# EXERCISE OBJECTIVE:
Can you format every line of the records below as a Markdown table, putting a row number under Row and the line itself under Content, with blank lines left out?

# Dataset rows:
## Start
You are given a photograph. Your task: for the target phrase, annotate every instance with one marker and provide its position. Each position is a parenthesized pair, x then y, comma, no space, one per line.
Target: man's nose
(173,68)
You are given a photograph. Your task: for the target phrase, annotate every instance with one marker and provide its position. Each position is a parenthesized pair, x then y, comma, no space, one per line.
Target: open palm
## End
# OUTPUT:
| Row | Content |
|---|---|
| 1 | You are given a photograph. Your task: for the target phrase, annotate every instance with one marker and provide its position. Each position is a parenthesized pair, x then y, comma, no space, one per line. |
| 2 | Target: man's nose |
| 3 | (173,68) |
| 4 | You are given a photograph. Your task: for the target phrase, annotate every instance with one marker and provide its position. Each position is a parenthesized pair, x then y, comma, no space, one per line. |
| 5 | Target: open palm |